> [Requisitos da tarefa]:
Reproduza todas as linhas abaixo, da primeira à última, sem qualquer alteração.

┄┄┄┄┄┄

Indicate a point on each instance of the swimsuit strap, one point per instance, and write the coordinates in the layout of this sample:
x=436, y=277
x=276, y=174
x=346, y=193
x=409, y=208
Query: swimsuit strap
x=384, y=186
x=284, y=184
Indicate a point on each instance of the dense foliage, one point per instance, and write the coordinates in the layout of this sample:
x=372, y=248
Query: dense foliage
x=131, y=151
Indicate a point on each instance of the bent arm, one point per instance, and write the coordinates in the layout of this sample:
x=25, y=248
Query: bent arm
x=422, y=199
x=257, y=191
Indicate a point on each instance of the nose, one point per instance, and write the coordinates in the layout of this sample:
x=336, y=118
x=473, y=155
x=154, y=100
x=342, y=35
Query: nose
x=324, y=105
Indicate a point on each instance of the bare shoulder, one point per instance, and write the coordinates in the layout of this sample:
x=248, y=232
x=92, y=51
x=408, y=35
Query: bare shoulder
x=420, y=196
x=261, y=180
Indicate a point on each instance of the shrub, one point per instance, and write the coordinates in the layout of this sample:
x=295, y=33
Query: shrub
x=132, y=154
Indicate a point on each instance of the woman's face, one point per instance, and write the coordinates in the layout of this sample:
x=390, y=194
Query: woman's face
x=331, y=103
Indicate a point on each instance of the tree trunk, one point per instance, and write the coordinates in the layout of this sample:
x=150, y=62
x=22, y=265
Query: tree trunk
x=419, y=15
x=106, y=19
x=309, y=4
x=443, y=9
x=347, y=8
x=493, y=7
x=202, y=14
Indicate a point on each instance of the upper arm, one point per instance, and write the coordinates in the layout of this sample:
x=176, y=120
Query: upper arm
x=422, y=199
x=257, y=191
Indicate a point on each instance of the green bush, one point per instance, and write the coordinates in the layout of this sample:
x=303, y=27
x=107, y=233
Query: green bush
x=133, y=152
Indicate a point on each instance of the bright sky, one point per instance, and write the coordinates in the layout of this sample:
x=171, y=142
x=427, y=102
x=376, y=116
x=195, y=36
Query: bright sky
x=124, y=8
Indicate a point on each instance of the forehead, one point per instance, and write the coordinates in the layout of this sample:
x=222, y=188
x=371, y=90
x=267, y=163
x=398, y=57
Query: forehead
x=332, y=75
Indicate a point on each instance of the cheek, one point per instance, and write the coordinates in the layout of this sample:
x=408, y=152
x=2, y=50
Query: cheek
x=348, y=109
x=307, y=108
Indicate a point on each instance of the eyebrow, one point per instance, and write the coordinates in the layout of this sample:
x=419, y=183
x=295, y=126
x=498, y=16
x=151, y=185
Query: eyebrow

┄┄┄┄┄┄

> [Resultado abaixo]:
Indicate a point on each instance of the swimsuit strap, one point per instance, and write the coordinates in the layout of this sample:
x=436, y=277
x=276, y=174
x=346, y=193
x=409, y=208
Query: swimsuit strap
x=384, y=186
x=284, y=184
Indicate a point on each instance of the dense foliage, one point per instance, and write the coordinates in the layout of this sample:
x=372, y=248
Query: dense foliage
x=131, y=151
Indicate a point on each instance of the bent arm, one point per instance, and write the coordinates in the layout of this sample:
x=25, y=248
Query: bent arm
x=422, y=199
x=257, y=191
Indicate a point on each instance of the nose, one point per instance, and write the coordinates in the layout of this sample:
x=336, y=118
x=473, y=155
x=154, y=100
x=342, y=35
Query: nose
x=324, y=105
Indicate a point on each instance of the bare shoulder, one point per instance, and write the coordinates in the layout of this sample:
x=248, y=232
x=92, y=51
x=408, y=35
Query: bare shoulder
x=420, y=196
x=261, y=180
Indicate a point on each instance of the shrub, one point per instance, and write the coordinates in the layout of this sample:
x=295, y=33
Query: shrub
x=132, y=154
Indicate a point on each instance of the woman's face, one point per instance, and write the coordinates in the layout of this sample:
x=390, y=194
Query: woman's face
x=331, y=103
Indicate a point on each instance of the tree trunk, one point per instance, and write the coordinates in the layout of this sample:
x=150, y=62
x=22, y=265
Query: tree trunk
x=419, y=15
x=106, y=19
x=309, y=4
x=443, y=9
x=347, y=8
x=493, y=7
x=202, y=14
Indicate a point on each instance of the upper arm, one point per instance, and write the coordinates in the layout of this sample:
x=176, y=120
Query: upper arm
x=422, y=199
x=257, y=191
Indicate a point on each instance of the green bush, one point per instance, and write the coordinates in the layout of this sample:
x=303, y=27
x=107, y=233
Query: green bush
x=133, y=152
Indicate a point on each instance of the bright sky, one point per instance, and write the coordinates in the layout of this sample:
x=171, y=142
x=427, y=102
x=376, y=116
x=195, y=36
Query: bright sky
x=124, y=8
Indicate a point on each instance of the forehead, one point per instance, and write the coordinates in the layout of this sample:
x=222, y=188
x=371, y=90
x=267, y=163
x=398, y=57
Query: forehead
x=332, y=75
Indicate a point on each instance of the cheek, one point per instance, and write the coordinates in the layout of this sample:
x=408, y=152
x=2, y=50
Query: cheek
x=348, y=109
x=307, y=108
Indicate a point on each instance of the eyebrow, one point per instance, and write the coordinates in the layout of this sample:
x=419, y=183
x=295, y=126
x=498, y=16
x=151, y=185
Query: eyebrow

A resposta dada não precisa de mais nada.